- 抜粋本文:
════════════════════

明晰な表現のあらわす論理が単線であるとするならば、あいまいな表現で伝える論理は複線で、また、いたるところで点線状になっていると考えてよい。
『日本語の論理』

「やわらかく、考える。」外山滋比古さん

「あいまいさは論理と対立するものではない」

ことビジネスにおいては、
明快さ、ロジカル、端的であり解像度が
求められるし、
「あいまいさ」は、
考える努力不足、能力の低さと見られる。

同じ土俵に乗せるとそうなるので、
「あいまいという論理、土俵」をつくればいい

なるほど!

複線的な、伏線的な、
思考の広がりにもなるし、
なによりも思考したり対話したりする
「楽しみ」は、あいまいさの中にこそある。


言葉だけが考える道具ではない
思考の言葉は、普通の言葉だけではない。もっと広く解して、およそ体系をもっている記号はすべて言葉と考えるのである。
そうしてみると、言語のほかに言葉的なものがいくらも存在することに気づくであろう。
『日本語の論理』

同上


東京オリンピックで話題になった、
「ピクトグラム」もそう。

道路標識も好き。
国内も面白いけど、
海外の道路標識は新鮮。

あと、車のナンバープレートの
4桁は最近選べるようになったので、
「この4桁の数字に込めた想い」を
想像するのが好き。

「言葉だけで思考しない」ことで、
言葉の思考が深まる。

「ウソはいけない」と早まらない
ことばはウソが言えないといけない。ウソなど言えない方がいいにきまっている、と道徳家はいきまくかもしれないが、早まってはいけない。
他人に迷惑を及ぼすようなウソが反社会的でよろしくないのはもちろんである。
ただ、ときとして、そういうよくないウソがあるからといって、言語の虚構性そのものまで否定するようなことがあっては大変である。
『読書の方法』

同上


とかく、「早まりがち」な現代。
ビジネスにおいても、SNSな生活においても。

「言葉の虚構性そのものまで否定しない」

あたまから即、全否定しない。
「あいまいさ」や「記号」のような
言葉の余白、思考の余白を、
正義や論理だけで奪われてしまうと、
読む楽しみ、書く楽しみ、
生きる楽しみさえも奪われてしまう。

ウソはいけないと早まる窮屈な世界。

文学作品はウソの結晶
広く人間の文化は、いわば美しいウソである。もうすこし限定して言うならば、文学的フィクションとはまさに、美しいウソそのものである。
文芸が古来、くりかえし、社会から反道徳的、反良俗的という非難を受けてきたという歴史は、言語芸術がいわゆる困ったウソと同じ根をもっていることを暗示するように思われる。
『読書の方法』

同上


美しいウソと、きたないウソがある。

════════════════════

(座標ラベリングデータ)
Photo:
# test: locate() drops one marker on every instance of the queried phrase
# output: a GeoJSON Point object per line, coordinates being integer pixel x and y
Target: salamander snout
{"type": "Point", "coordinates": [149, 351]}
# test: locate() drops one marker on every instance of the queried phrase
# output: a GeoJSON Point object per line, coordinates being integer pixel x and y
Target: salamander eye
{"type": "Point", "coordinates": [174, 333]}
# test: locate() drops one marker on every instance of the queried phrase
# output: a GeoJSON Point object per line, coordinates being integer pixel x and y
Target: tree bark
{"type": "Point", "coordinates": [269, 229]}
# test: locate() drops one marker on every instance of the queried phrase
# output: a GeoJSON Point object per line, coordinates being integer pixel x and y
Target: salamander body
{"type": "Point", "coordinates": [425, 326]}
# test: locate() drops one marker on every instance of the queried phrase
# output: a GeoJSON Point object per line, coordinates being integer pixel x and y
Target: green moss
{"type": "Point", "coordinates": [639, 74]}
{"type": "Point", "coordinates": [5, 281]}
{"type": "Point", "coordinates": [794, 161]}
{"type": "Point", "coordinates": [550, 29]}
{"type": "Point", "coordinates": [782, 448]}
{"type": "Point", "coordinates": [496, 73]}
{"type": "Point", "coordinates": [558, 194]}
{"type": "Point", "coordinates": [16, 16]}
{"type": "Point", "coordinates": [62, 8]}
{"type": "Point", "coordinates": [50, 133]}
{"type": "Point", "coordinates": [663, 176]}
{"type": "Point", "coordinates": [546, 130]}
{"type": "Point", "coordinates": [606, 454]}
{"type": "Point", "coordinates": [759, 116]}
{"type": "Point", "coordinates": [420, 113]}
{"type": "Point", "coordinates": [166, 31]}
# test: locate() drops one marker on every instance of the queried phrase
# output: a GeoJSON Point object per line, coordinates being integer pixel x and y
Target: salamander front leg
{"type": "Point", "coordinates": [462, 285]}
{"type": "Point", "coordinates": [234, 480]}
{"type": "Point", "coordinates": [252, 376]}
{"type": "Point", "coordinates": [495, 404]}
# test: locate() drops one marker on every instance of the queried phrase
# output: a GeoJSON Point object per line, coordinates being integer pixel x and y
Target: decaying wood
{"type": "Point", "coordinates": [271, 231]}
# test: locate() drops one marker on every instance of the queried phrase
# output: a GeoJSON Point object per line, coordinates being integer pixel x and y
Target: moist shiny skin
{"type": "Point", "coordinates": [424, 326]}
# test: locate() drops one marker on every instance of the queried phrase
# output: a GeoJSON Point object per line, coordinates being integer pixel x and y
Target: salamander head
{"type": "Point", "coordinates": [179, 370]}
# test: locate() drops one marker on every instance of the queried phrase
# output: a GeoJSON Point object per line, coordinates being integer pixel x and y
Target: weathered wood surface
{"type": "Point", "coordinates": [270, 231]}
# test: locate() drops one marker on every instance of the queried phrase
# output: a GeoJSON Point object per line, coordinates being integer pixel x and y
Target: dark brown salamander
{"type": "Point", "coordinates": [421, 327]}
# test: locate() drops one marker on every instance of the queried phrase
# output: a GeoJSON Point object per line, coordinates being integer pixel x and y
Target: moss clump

════════════════════

- 指示 1:
抜粋本文では、文学的フィクションとはまさに何であると述べられていますか。
- 指示 2:
抜粋本文の最後の一文に続けて、その先を書いてください。

- 想定解答 1:
美しいウソそのものです。

- 想定解答 2:
エッセイを書いたり、
小説を書こうとすると、
その書こうとする記憶の曖昧さや、
現実と理想が入り混じる中で、
フィクションかノンフィクションかは
あいまいになっていく。

そのあいまいさは、善。
創造する営み。

曖昧な文章のほうが面白い
起伏のある表現で読者の興味を惹きつけるには、いくらか論理が飛躍したとしても、飛躍の空白を作ったほうがいいのです。
耳に心地よい言葉を並べた美文調の名文は、実のところ、むしろ平面的で浅いものになり、陳腐となりかねません。
読者が「おや?」と引っかかりを感じる曖昧な文章のほうが、多元的な刺激があって面白いと感じるものです。
そういう散文は、芸術性の点で詩と変わるところがありません。
『考えるとはどういうことか』

同上

「ひっかかり」は、
明快さ、ロジカル、端的、だけでは生まれない

「おや?」というのは、
ノンフィクションの鋭さや深さだけでなく、
フィクションによる想像からくる、
斬新さ、奇怪さ、歪さのなかにある。


ビジネスとアート(芸術や文学)は、
そもそも、別、と考えれば楽だし無用な議論。
かもしれないですが、
どちらも生きること、と思えば、
同じ土俵においてみて、やわらかく考えてみる


毎日、書く
文章料理の上達には、休まないことだ。毎日つくる。つまり毎日書く。
そういう連続の中から、その人でなくては出せない味、スタイルがおのずと生まれてくる。毎日書いていれば、ある程度まではうまくなる。
それで上達しなければよほど神から見放されているのだとあきらめる。
『ことばの教養』

同上

そしてきょうも、休まず書く。
noteがあって、よかった。
読者の方がいてくださって、ありがたい。

やわらかく、考える。
やわらかく、書く。
やわらかく、生きる。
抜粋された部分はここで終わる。